== Segment start ==
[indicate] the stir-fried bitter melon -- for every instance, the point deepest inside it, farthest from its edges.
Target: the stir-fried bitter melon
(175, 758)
== Segment end ==
== Segment start ==
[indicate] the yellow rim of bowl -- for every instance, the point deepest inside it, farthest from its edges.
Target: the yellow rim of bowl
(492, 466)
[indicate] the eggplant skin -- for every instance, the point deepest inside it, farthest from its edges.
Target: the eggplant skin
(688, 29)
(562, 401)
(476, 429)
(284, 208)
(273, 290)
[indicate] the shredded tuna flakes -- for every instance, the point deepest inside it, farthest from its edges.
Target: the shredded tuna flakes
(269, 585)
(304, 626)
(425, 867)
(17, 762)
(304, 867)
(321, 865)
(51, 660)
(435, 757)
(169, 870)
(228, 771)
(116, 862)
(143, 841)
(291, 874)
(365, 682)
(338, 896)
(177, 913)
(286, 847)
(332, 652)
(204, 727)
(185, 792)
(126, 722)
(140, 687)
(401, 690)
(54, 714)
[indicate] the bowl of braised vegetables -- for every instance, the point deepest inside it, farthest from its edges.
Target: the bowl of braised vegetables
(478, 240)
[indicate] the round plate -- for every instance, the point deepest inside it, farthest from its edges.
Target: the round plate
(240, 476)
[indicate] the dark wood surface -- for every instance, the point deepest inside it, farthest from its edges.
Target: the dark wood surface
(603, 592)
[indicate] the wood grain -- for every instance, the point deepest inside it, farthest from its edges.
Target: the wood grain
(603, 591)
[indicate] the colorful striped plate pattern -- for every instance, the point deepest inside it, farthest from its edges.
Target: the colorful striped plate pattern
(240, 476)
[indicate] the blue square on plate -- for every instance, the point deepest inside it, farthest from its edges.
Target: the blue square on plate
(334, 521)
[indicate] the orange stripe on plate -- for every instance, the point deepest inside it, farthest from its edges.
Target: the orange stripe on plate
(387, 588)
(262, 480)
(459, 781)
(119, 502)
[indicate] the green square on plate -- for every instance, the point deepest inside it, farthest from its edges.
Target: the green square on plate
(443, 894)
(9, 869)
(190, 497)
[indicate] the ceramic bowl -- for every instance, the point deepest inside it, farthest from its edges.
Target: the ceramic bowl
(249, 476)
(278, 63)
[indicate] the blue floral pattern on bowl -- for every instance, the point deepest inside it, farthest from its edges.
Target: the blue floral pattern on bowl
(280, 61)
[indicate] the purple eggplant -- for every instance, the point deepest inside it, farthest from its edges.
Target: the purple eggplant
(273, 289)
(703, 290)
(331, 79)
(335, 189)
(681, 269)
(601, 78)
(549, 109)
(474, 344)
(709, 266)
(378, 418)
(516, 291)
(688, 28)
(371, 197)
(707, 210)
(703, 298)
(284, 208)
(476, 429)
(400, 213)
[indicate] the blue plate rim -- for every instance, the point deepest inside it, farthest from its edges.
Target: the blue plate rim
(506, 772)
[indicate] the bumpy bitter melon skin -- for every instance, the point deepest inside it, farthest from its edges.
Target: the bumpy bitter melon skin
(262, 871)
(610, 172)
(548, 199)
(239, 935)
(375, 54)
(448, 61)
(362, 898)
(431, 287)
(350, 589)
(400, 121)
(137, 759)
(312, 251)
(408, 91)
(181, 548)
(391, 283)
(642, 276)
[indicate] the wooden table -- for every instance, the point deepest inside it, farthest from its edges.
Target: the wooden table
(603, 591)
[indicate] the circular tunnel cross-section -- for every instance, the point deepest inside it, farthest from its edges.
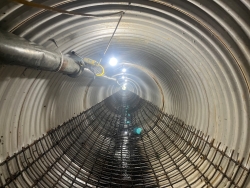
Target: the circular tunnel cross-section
== Segment end ==
Copy out all lines of the material containing the word "cross".

[indicate] the circular tunnel cross-section -- for every instance, the point deepest inside it, farthest from its edges.
Target: the circular tunnel cross-section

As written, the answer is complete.